WHAT YOU HAVE TO DO
Your answer must be every record below, written out exactly as it appears.

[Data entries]
----
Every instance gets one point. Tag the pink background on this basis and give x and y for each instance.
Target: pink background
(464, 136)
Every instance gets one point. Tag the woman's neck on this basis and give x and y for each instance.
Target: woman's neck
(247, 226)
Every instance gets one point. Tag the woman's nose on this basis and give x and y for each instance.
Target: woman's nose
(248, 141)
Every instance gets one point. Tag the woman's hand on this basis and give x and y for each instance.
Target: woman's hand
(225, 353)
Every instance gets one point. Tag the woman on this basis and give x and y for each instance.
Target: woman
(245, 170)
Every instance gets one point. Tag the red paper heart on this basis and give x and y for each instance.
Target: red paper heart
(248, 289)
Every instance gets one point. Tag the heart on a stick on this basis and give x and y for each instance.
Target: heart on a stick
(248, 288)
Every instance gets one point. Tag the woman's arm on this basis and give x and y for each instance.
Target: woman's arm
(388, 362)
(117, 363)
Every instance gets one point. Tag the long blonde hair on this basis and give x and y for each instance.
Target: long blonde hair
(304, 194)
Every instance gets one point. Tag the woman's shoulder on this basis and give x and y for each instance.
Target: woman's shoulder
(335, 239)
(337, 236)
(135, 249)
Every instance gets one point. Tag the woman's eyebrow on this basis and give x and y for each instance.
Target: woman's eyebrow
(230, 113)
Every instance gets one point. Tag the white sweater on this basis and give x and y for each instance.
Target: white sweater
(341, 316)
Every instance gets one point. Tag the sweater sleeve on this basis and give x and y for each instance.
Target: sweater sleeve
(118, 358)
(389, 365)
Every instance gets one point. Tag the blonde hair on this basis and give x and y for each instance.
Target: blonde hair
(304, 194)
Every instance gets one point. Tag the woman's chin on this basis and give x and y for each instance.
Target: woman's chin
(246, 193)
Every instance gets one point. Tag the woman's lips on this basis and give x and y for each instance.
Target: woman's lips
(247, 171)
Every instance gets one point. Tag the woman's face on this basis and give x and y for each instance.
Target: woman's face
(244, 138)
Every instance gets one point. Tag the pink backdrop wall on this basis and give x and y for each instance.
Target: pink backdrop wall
----
ANSWER SECTION
Every instance gets one point. Tag the pink background on this basis and give x and y for each instance.
Target: pink background
(464, 136)
Every instance gets one point. Tag the woman's neck on this basis and give x and y for each instance.
Target: woman's neck
(247, 226)
Every instance gets one point. Tag the woman's nose on this basis and give x and y for each instance.
Target: woman's nose
(248, 141)
Every instance gets one point. Tag the woman's hand on this basis and give x and y for each instance.
Target: woman's hand
(225, 353)
Every instance gets one point. Tag the woman on this basis and give x and y for each instance.
Target: woman
(245, 170)
Every instance gets one point. Tag the red paper heart on this basis and give x and y for each instance.
Target: red paper heart
(248, 289)
Every instance gets one point. Tag the heart on a stick on this basis and give x and y for each instance.
Target: heart on a stick
(248, 288)
Every instance gets one point. Tag the woman's arm on this basis and give x and y for each instance.
Target: woman's arm
(388, 362)
(117, 363)
Every instance gets one point. Tag the long blonde hair on this basis and give x and y for each instance.
Target: long blonde hair
(304, 194)
Every instance gets one point. Tag the woman's shoulder on this basis and give x and y for each instance.
Target: woman's shoulder
(335, 239)
(337, 236)
(135, 249)
Every instance gets one point. Tag the woman's eyebrow on this basis and give x and y for each instance.
Target: woman's eyebrow
(230, 113)
Every instance gets one point. Tag the white sweater on this basis and give x and y for each instance.
Target: white sweater
(341, 316)
Every instance gets one point. Tag the sweater sleeve on this basis and give x and y for each instance.
Target: sweater sleeve
(118, 358)
(389, 365)
Every instance gets one point. Tag the blonde hair on this basis and give x and y for each instance.
Target: blonde hair
(304, 194)
Every instance gets one point. Tag the woman's chin on this basis and give x and y for each instance.
Target: woman's chin
(246, 193)
Every instance gets one point. Tag the woman's lips on this basis and give x and y for each instance.
Target: woman's lips
(247, 171)
Every instance gets one point. Tag the woman's face on this basis and give x and y for each instance.
Target: woman's face
(244, 138)
Every instance gets one point. Tag the pink backdrop wall on this basis and give x and y for each instance.
Target: pink backdrop wall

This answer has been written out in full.